Would you set down the data that follows, word for word, without any pictures?

*** Opening Records provided ***

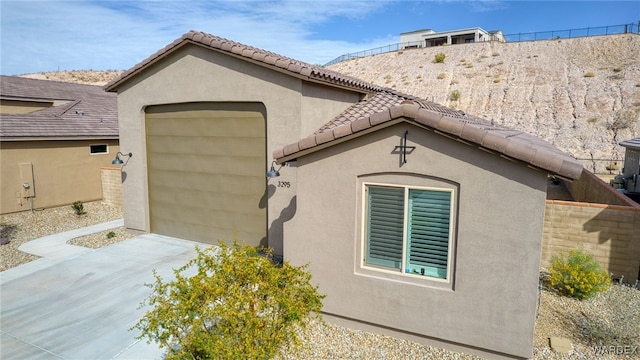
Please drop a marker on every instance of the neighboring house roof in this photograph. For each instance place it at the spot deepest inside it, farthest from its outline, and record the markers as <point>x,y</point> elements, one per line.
<point>262,57</point>
<point>384,107</point>
<point>78,112</point>
<point>631,144</point>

*** Closing Records provided ***

**Task answer:**
Please drop a marker on every instance of the neighboring house roof in this photograph. For each instance place it at the spot deepest inside it, farthest from its outline, and record the markers as <point>x,y</point> elements, one per line.
<point>262,57</point>
<point>384,107</point>
<point>78,112</point>
<point>631,144</point>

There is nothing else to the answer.